:: EXERCISE DIRECTIONS ::
Quote every line of the items below word for word, and leave the pictures out.

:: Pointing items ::

──────────────────────────────

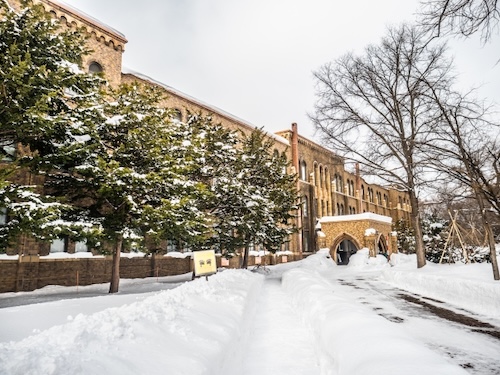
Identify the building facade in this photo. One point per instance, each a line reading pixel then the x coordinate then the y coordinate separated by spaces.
pixel 326 187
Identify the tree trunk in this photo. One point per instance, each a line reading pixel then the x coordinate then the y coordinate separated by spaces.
pixel 115 271
pixel 417 227
pixel 489 234
pixel 244 261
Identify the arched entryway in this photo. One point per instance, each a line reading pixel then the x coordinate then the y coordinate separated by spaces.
pixel 343 247
pixel 382 246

──────────────────────────────

:: OUTPUT ::
Identify the building facade in this photo. One point per instance, each a line reading pixel then the x coordinate then the y coordinate separated by spaces.
pixel 326 187
Identify the tree trunk in this photo. One point per instance, each a line reading pixel then the x coordinate then the y coordinate separated by spaces.
pixel 115 271
pixel 417 227
pixel 489 234
pixel 244 261
Identify the arched entryway in this photo. One point per instance, each a line reading pixel then the x coordinate then the y coordinate separated by spaces.
pixel 343 247
pixel 382 246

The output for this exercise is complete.